Task details:
What lines of the data hold the string "monitor"? Pull each one out.

Listed records:
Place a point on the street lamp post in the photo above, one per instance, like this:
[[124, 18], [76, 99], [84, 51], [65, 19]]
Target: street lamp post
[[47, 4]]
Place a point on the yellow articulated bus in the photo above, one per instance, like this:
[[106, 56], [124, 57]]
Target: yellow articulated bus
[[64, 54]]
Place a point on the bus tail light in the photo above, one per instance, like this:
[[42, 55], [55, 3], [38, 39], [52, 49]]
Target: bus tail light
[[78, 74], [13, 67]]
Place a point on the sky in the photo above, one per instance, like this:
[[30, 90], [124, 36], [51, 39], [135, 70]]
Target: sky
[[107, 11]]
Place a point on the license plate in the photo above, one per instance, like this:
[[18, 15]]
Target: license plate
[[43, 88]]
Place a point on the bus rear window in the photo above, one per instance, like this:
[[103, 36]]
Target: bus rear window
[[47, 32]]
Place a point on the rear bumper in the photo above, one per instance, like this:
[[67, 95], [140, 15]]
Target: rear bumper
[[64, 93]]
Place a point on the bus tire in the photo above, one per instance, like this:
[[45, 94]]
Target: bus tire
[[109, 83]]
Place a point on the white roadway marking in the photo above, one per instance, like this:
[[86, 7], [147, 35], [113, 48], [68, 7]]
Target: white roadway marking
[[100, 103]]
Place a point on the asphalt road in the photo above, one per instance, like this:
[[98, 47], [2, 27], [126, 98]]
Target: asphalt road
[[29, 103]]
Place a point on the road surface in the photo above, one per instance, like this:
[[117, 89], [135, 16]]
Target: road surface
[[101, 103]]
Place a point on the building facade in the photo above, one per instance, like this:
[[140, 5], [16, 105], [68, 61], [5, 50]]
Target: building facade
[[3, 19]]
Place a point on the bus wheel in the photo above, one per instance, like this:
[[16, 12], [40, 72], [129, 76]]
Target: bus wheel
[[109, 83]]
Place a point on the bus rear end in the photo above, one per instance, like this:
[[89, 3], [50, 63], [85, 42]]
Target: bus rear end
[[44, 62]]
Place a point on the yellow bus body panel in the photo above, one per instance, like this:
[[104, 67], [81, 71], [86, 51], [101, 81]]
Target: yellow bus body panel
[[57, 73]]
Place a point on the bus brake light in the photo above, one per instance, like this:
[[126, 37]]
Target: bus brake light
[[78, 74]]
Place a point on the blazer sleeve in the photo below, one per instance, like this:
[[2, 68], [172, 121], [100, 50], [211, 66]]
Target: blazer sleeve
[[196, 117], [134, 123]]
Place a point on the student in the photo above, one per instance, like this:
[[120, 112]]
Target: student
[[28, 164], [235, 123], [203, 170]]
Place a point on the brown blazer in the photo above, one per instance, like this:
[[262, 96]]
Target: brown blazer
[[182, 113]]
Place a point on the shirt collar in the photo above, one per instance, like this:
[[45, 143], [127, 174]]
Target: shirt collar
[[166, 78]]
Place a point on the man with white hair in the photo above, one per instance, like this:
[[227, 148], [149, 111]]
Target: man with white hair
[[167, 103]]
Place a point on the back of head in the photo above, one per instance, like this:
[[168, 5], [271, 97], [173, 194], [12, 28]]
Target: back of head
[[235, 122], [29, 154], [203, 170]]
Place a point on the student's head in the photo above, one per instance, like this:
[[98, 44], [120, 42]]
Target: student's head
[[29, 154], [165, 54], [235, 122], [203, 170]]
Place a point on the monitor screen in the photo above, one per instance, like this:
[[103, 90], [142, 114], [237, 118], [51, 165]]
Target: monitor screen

Answer area:
Place a point on the monitor screen in the photo above, one per instance, like this:
Target: monitor screen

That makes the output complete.